• Exercise passage:
Irritability and mood swings, anxiety, sleep issues, and other forms of emotional or cognitive regulation problems can crop up over time with stimulant use, as well. A popular atypical stimulant “smart drug” includes the narcolepsy agents Modafinil / Adrafinil, although their effects on cognition beyond wakefulness are unproven, and side effects – while rare – can be life-threatening.
In contrast to a smart drug, a nootropic is generally a non-prescribed compound, including vitamins, herb, other supplements, a natural or synthetic compound that may increase or protect cognition in some way. The preponderance of research in the past 40 years shows some effects on focus, attention, effects on aging, and possibly cellular metabolism. To paraphrase the definition of “nootropic” as initially coined in this article by the researcher Girugea in 1972, it is something that improves cognition without appreciable side effects or provides from protection to the brain.
In a modern context we think of nootropics as something used not to treat any mental condition or pathology directly, but instead to provide support to peak function, protect against long-term risk, and provide a daily boost. Across the field, true nootropic ingredients and full blends can now be found largely sourced from natural ingredients.
Nootropic blends are designed to leverage synergy effects suggested in the research and subjective experiences. The goals with nootropics should always be to allow for greater and more consistent cognitive effort and flow, without the side effects of a stimulant or other harsh substance.
Smart drugs such as Adderall can cause dangerous lows, psychosis with extreme use, rebound fatigue, and depression, even at lower use levels.
As an amphetamine, Adderall can act as a reuptake inhibitor, meaning that it can compete with other neurotransmitters for reuptake.
Specifically, it is thought to block the uptake of dopamine and norepinephrine, which are associated with reward behaviors and our nervous system functions, respectively.
This causes a flood of these neurotransmitters onto multiple receptors, causing neurotransmitter depletion and overexcited receiving neurons.
This large “signal” is the reason for the focus, but also responsible for some of the side effects that go along with this class of prescription drugs.
Existing research is also a bit weak on any improvement that Adderall or other stimulants may have on short-term memory or cognitive function, and some actually may impair function.
Modafinil, also known as Provigil, is an example of a smart drug that has been used like a nootropic. Modafinil is prescribed to treat sleep disorders, but when combined with a normal functioning brain, can potentially cause increases in cognition and awareness.
Just like Adderall, the use of these drugs outside the medical field does not make them a nootropic. Modafinil is also a reuptake inhibitor for dopamine, causing the same type of neurotransmitter flood as Adderall.
However, Modafinil may also affect the histaminergic pathway, which deals with wakefulness and the delicate immune response of the body. Histaminergic neurons in the brain are more active during wakefulness and slow their firing pattern as we rest or sleep.
Modafinil’s “beneficial” side effects may come from this heightened histaminergic neuronal activation, but too much activation can cause apoptosis or cell death. In addition, this has been shown to cause adverse skin reactions that required hospitalization since the histamine pathway also deals with our immune system. Modafinil may increase your intelligence but can be extremely dangerous to the health of your brain and body.

• Source data:
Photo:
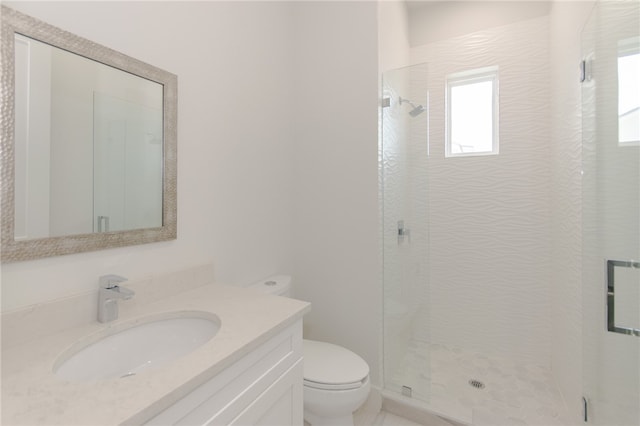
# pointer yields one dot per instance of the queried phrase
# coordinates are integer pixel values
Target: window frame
(477, 75)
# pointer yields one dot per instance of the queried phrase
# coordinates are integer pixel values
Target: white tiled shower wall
(559, 297)
(489, 215)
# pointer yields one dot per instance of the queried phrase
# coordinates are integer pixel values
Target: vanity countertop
(33, 395)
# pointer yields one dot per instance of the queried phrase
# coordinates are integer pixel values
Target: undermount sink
(125, 349)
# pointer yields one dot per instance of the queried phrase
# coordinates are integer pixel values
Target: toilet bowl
(336, 380)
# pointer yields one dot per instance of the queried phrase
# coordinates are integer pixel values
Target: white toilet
(336, 380)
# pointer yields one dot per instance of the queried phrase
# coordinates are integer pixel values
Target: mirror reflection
(88, 145)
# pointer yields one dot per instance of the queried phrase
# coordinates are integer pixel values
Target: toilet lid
(332, 366)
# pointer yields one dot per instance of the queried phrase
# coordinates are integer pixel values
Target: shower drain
(476, 384)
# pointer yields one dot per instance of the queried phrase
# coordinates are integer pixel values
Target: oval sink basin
(131, 347)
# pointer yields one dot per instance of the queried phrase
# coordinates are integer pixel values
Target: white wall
(336, 191)
(234, 67)
(489, 215)
(566, 22)
(393, 35)
(431, 21)
(277, 153)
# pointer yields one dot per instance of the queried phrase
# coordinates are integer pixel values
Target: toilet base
(315, 420)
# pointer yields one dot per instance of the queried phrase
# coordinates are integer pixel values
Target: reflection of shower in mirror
(417, 109)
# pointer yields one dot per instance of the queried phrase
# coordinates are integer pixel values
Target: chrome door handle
(611, 302)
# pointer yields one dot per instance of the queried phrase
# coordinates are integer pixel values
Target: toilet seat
(332, 367)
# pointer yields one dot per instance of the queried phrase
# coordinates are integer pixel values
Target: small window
(629, 92)
(472, 113)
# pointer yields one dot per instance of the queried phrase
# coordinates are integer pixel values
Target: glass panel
(611, 217)
(404, 157)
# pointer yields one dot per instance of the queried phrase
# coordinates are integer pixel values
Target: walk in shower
(469, 174)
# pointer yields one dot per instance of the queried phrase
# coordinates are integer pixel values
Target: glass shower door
(611, 214)
(404, 187)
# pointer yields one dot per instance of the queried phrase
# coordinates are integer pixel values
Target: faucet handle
(111, 280)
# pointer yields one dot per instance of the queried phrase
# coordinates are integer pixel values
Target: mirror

• Complete the following:
(a) Please write out part of the passage on nootropics and smart drugs: begin at the words "Just like Adderall, the" and stop after the words "rest or sleep.".
(b) According to the passage on nootropics and smart drugs, the uptake of which two neurotransmitters is Adderall thought to block?
(c) Check each statement against the passage on nootropics and smart drugs. Answer yes or no, and quote the words that decide it.
(i) Modafinil is prescribed to treat sleep disorders.
(ii) Histaminergic neurons in the brain are more active during sleep.
(iii) Adderall is an amphetamine.

• Results of the exercise:
(a)
Just like Adderall, the use of these drugs outside the medical field does not make them a nootropic. Modafinil is also a reuptake inhibitor for dopamine, causing the same type of neurotransmitter flood as Adderall.
However, Modafinil may also affect the histaminergic pathway, which deals with wakefulness and the delicate immune response of the body. Histaminergic neurons in the brain are more active during wakefulness and slow their firing pattern as we rest or sleep.

(b) Dopamine and norepinephrine.

(c)
(i) Yes: "Modafinil is prescribed to treat sleep disorders"
(ii) No: "Histaminergic neurons in the brain are more active during wakefulness and slow their firing pattern as we rest or sleep."
(iii) Yes: "As an amphetamine, Adderall can act as a reuptake inhibitor"